Copy the lines below word for word, leaving out the pictures.

# DATASET ROWS
·····
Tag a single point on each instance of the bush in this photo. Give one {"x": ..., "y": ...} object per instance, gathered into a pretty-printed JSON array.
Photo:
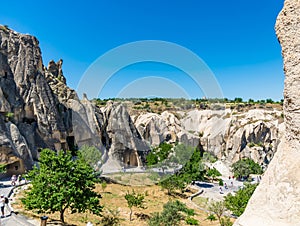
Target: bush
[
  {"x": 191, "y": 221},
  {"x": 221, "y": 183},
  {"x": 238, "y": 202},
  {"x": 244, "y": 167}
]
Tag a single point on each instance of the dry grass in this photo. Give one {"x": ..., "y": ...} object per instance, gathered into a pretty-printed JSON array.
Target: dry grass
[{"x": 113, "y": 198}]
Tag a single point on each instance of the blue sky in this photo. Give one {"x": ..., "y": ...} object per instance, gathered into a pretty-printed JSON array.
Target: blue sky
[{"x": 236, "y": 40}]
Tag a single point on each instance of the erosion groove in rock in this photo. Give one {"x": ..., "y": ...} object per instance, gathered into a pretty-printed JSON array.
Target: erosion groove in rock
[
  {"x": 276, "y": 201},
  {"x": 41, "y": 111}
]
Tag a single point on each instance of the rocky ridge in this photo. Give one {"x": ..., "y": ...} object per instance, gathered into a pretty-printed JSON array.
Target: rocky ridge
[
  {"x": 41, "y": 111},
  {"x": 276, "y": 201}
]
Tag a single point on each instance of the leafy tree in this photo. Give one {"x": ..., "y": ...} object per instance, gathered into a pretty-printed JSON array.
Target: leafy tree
·····
# EXERCISE ANSWER
Tag a single point on each instance of the bush in this photo. Give one {"x": ..., "y": ...} object per instance, gathered into a pretty-printed JSON array.
Photo:
Target: bush
[
  {"x": 191, "y": 221},
  {"x": 221, "y": 183},
  {"x": 238, "y": 202},
  {"x": 244, "y": 167}
]
Tag a single point on each instance of the dry grass in this photo. Give one {"x": ..., "y": ...} object per instance, gathered into a pretty-printed JSON array.
Target: dry grass
[{"x": 113, "y": 198}]
Tag a single point on each instance of the blue sky in this photo. Give one {"x": ..., "y": ...} object per instance, gathered into a pretty-printed JSON array.
Target: blue sky
[{"x": 236, "y": 40}]
Tag a single point on each instance of the erosion groove in rock in this photo. Give one {"x": ..., "y": ...} object per instance, gathered into a pretty-printed JSON array.
Target: erosion groove in rock
[
  {"x": 276, "y": 201},
  {"x": 41, "y": 111}
]
Tag a single point on each instance of the rocky ridge in this photo. Give one {"x": ..., "y": ...} object per instance, gathered into a pretty-printed JSON array.
Target: rocky ridge
[
  {"x": 41, "y": 111},
  {"x": 276, "y": 201}
]
Tag a single point on each instance of the leafy tree in this photo. Give one {"x": ..., "y": ...} object per instance, gathered into a pretty-printed JSON array.
Target: leafy tree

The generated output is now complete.